_What the task asks_. Among the entries below, count the lines with "find" in them and state the total without comment.

_Data extracted from a collection_.
-- Opening Marker --
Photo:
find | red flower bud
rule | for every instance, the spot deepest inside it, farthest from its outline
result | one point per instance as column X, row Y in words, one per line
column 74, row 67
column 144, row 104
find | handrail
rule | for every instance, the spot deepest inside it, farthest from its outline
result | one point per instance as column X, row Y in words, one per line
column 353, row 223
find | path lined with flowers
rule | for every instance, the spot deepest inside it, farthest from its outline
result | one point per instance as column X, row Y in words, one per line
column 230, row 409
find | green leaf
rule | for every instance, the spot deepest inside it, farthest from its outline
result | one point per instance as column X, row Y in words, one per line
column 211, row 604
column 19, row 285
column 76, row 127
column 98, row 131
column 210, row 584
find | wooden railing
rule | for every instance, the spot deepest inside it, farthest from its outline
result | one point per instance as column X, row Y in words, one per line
-- Closing Marker --
_Your response_. 5